WRITTEN EXERCISE - Please return each line in the records below that contains the word "flower", copied in full.

begin EXTRACTED MATERIAL

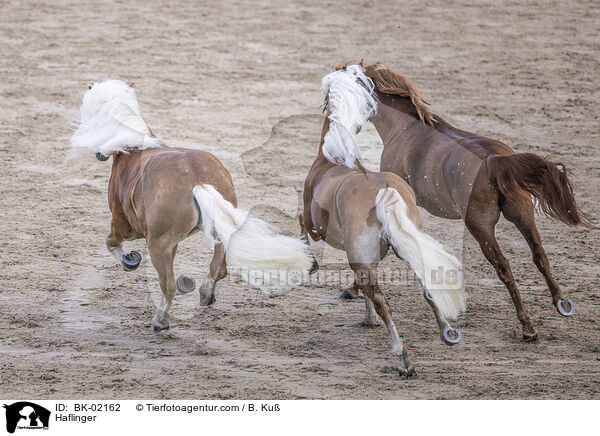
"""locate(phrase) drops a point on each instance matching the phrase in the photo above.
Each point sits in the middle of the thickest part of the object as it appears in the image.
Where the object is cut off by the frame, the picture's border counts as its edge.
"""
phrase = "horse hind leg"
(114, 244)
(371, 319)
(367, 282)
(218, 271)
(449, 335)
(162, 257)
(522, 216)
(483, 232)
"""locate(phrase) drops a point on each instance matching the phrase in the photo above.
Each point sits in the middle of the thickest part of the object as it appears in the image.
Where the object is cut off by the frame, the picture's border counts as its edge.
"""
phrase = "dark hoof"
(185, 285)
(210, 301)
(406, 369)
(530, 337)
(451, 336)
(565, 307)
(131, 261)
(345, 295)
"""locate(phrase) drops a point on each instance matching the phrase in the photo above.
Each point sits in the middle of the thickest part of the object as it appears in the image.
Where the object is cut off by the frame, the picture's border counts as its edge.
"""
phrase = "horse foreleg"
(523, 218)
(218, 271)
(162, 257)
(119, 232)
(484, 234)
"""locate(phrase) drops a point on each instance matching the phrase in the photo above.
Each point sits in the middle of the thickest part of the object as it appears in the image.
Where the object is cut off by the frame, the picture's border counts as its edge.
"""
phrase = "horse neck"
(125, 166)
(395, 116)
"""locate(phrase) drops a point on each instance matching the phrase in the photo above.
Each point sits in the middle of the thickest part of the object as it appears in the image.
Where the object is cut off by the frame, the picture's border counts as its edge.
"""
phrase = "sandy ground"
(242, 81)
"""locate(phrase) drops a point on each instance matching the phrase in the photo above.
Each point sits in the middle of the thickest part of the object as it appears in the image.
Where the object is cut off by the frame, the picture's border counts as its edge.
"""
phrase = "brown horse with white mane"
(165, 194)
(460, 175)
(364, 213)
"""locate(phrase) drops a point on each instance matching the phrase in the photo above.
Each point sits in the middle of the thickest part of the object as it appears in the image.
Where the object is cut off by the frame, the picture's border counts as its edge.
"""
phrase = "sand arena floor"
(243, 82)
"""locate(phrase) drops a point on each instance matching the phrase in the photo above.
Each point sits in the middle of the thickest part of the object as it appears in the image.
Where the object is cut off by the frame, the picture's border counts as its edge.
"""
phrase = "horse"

end EXTRACTED MATERIAL
begin EXTRACTED MATERIAL

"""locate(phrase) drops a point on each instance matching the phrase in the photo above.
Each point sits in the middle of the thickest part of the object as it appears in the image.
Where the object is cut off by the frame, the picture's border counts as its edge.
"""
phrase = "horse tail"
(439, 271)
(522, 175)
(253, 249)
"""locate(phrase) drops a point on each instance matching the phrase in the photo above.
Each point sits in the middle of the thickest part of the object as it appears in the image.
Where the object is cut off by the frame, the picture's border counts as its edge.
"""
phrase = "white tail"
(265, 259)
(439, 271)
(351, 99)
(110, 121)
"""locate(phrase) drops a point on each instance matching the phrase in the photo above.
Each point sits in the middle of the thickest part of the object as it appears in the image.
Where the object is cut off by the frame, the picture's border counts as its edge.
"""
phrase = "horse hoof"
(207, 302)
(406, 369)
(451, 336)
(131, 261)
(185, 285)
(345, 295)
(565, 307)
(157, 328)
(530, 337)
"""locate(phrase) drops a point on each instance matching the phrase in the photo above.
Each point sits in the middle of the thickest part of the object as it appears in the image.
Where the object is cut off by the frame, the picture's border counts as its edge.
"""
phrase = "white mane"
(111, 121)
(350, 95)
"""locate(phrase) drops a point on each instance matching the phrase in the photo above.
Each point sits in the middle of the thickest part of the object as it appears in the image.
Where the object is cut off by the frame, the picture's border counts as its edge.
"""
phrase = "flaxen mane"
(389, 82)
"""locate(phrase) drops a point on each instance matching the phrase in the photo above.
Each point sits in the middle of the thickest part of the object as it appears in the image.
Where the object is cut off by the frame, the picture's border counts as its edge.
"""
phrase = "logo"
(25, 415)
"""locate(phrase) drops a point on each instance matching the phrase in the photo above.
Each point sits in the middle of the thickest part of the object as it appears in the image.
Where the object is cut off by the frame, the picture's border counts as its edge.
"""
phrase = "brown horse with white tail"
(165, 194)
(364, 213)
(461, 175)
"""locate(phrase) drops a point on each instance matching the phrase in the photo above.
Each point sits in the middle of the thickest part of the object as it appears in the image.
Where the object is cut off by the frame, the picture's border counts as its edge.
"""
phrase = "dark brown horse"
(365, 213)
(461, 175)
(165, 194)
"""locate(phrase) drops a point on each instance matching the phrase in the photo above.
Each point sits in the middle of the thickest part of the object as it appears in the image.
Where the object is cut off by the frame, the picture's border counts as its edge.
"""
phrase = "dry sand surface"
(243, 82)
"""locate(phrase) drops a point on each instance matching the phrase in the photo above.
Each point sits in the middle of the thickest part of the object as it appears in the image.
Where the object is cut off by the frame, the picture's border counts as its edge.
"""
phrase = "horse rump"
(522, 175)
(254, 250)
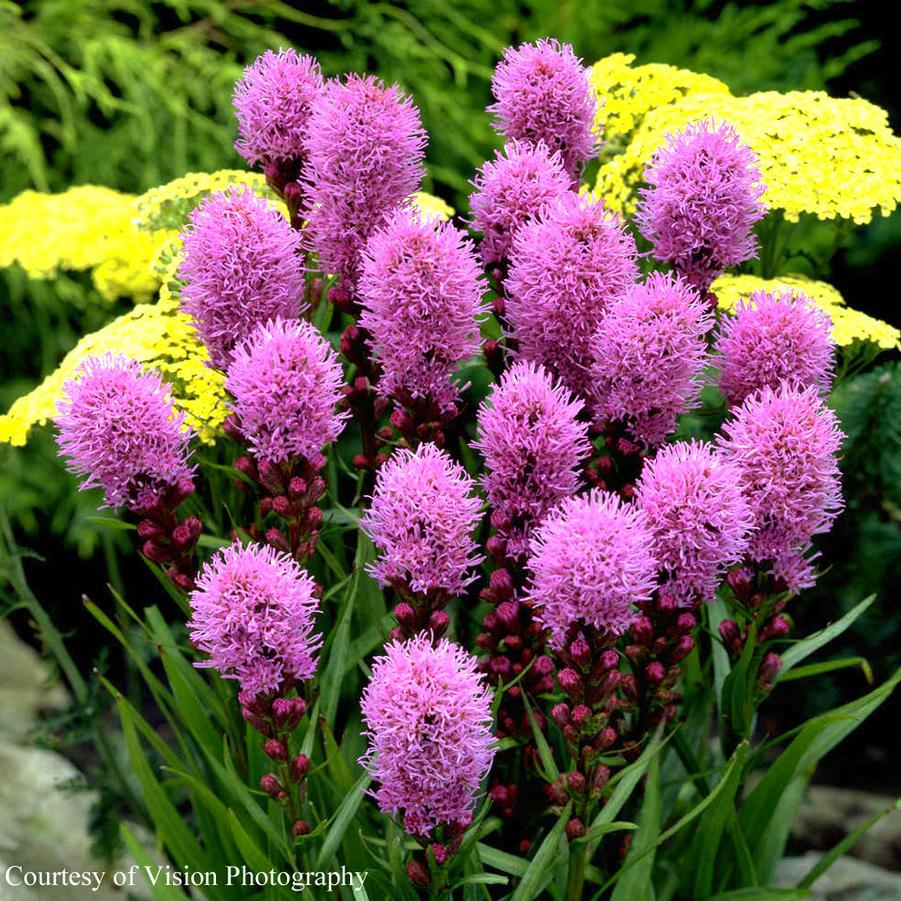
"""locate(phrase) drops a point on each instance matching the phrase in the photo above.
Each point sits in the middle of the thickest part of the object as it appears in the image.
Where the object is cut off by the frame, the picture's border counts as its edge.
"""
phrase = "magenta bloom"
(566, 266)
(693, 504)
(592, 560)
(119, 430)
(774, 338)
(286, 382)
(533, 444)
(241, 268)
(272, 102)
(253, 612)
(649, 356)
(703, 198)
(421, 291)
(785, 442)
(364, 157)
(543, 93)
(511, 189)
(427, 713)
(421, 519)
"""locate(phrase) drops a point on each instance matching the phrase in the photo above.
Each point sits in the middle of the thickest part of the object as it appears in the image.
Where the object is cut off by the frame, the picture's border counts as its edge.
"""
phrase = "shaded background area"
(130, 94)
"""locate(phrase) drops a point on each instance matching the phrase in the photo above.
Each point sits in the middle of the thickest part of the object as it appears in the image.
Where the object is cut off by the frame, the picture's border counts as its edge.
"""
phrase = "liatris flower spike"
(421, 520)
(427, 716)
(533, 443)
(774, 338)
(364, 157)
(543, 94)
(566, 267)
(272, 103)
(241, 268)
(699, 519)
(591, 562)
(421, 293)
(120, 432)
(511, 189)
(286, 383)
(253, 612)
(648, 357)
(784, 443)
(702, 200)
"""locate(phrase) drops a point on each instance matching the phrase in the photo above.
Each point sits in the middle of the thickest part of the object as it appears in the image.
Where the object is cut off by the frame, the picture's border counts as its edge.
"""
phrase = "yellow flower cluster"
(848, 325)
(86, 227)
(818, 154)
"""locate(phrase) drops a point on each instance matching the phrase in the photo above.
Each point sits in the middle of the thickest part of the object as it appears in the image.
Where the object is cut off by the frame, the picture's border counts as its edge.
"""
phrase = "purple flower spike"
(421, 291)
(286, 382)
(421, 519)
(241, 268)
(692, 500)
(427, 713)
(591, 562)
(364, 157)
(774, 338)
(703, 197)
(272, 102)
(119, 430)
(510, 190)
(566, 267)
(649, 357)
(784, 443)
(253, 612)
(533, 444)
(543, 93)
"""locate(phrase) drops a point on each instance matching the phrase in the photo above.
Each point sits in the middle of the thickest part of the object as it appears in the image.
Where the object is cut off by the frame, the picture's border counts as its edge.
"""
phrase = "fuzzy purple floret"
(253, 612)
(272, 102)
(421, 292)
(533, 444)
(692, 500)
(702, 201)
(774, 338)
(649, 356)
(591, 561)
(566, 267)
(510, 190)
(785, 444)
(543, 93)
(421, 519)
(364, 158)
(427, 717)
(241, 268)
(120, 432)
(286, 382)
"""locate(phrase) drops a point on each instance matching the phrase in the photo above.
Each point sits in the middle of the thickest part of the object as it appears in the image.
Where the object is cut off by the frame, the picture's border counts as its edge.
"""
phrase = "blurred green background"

end EXTRACTED MATERIAL
begin EXTRACTED MATERIAL

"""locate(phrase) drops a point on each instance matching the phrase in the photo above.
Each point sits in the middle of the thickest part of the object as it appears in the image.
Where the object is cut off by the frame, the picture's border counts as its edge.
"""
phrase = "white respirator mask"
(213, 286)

end EXTRACTED MATERIAL

WORKED ANSWER -
phrase = "liatris flower spike"
phrase = "yellow flower cluster"
phrase = "purple flower spike"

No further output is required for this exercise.